▶ EXERCISE REQUIREMENTS: Every record must come back unchanged, apart from the pictures, which are dropped.
Top of DATA SUPPLIED
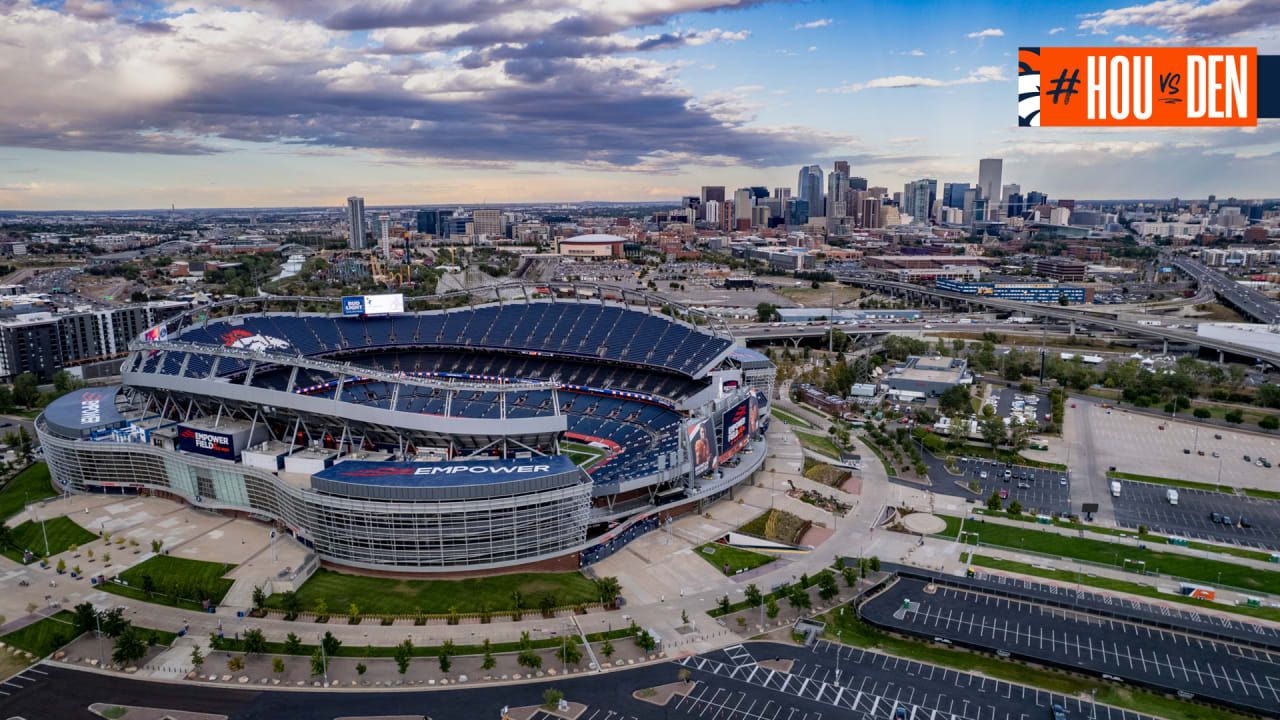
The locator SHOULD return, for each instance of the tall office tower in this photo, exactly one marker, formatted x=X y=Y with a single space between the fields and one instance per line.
x=713 y=192
x=952 y=194
x=988 y=181
x=809 y=188
x=711 y=212
x=489 y=223
x=918 y=197
x=743 y=203
x=356 y=223
x=837 y=185
x=970 y=199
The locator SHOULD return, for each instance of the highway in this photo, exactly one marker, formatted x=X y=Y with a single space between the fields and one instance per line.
x=1244 y=299
x=1069 y=314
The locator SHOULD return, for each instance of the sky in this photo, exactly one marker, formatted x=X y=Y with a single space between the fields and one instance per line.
x=280 y=103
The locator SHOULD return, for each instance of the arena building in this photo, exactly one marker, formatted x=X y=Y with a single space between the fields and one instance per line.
x=535 y=427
Bottom of DATA SUPPLIED
▶ SOLVED PROBLEM:
The locator SHOULD return, for each instance of the tall office tower in this photo, exactly one marker, formatted x=X y=Y with a single space between the fields and one instance per line.
x=713 y=192
x=952 y=194
x=988 y=181
x=809 y=188
x=711 y=212
x=489 y=223
x=918 y=197
x=743 y=203
x=356 y=223
x=837 y=185
x=970 y=199
The locator SHOULD return, for each instance of the highway in this photo, exactly one marker, formatted x=X y=Y with a single space between the fields and one instance per line.
x=1244 y=299
x=1069 y=314
The locator SHOULD return, for each instance of the sky in this photo, exactly one marker, formatted x=X y=Y with a single space between the fields and one instance per line.
x=280 y=103
The locator SHOULD return, for each instance of the arena building in this photo, exactly one marker, formatted x=X y=Y with a single space between the fields and one instance per line.
x=535 y=427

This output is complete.